- PROBLEM STATEMENT: For the entries below, the expected answer is the line with "For the eye", the line with "For the lip", and every line between them, exactly as written, and nothing more.

- INFORMATION PROVIDED:
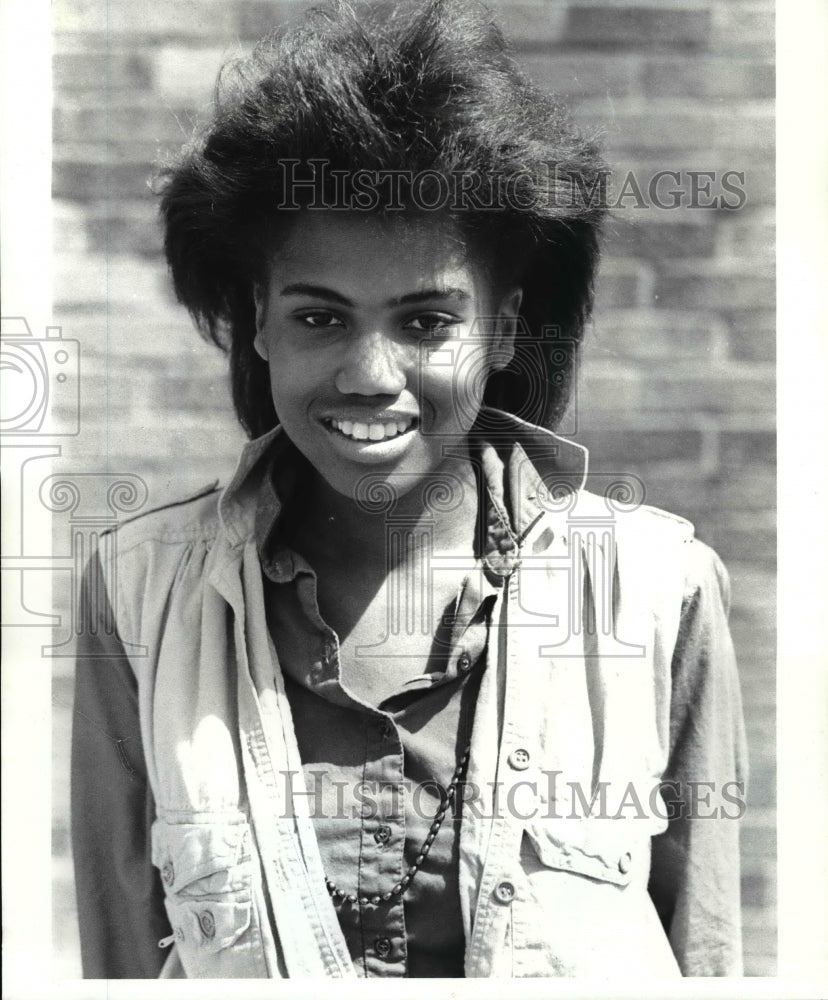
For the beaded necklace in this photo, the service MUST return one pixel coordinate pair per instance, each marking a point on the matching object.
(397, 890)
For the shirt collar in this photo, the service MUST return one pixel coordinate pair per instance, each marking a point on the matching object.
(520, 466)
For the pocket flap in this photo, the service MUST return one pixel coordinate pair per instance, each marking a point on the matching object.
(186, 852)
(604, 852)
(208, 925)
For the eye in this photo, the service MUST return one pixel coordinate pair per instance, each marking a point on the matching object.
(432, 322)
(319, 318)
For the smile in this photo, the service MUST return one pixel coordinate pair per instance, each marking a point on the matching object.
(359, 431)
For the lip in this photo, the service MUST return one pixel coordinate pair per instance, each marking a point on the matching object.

==

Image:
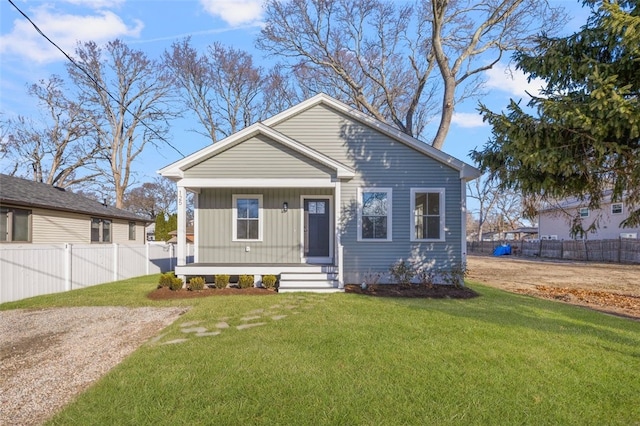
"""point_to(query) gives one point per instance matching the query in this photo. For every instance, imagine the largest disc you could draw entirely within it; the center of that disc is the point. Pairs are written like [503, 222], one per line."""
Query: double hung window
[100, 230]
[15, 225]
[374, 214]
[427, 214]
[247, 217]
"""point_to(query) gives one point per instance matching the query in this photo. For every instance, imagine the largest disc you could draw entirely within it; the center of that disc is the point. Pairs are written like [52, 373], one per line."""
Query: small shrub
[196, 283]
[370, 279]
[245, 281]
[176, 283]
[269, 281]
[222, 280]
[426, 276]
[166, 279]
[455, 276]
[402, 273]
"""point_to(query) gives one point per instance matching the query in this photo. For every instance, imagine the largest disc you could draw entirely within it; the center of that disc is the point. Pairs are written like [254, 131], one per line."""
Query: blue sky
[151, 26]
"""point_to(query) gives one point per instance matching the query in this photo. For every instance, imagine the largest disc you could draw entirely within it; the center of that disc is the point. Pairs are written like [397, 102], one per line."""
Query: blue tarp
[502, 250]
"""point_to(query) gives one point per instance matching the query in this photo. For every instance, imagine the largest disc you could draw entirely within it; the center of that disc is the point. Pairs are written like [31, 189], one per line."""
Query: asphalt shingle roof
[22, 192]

* * *

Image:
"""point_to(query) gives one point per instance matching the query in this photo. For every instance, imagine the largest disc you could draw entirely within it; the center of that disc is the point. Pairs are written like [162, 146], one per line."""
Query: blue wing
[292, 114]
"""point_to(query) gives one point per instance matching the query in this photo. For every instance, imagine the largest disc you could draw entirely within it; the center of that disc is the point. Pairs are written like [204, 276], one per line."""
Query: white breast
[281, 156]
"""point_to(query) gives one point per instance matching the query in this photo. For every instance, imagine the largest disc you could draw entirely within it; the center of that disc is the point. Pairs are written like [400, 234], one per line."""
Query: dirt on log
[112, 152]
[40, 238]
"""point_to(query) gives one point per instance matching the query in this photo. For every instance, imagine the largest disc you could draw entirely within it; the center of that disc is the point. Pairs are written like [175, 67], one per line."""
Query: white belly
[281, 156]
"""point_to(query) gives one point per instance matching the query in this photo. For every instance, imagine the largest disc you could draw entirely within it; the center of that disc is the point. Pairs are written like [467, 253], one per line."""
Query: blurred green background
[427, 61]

- ANSWER TO THE PROBLEM:
For the eye in this photo, the service MUST return one pixel coordinate pair per instance, each marking a point on the matching object.
(432, 322)
(319, 318)
For the smile in this photo, the service MUST return one pixel coordinate pair per instance, each marking a point on the matching object.
(359, 431)
For the lip in this photo, the service MUST return one pixel coordinate pair per instance, each marking a point on the matching object.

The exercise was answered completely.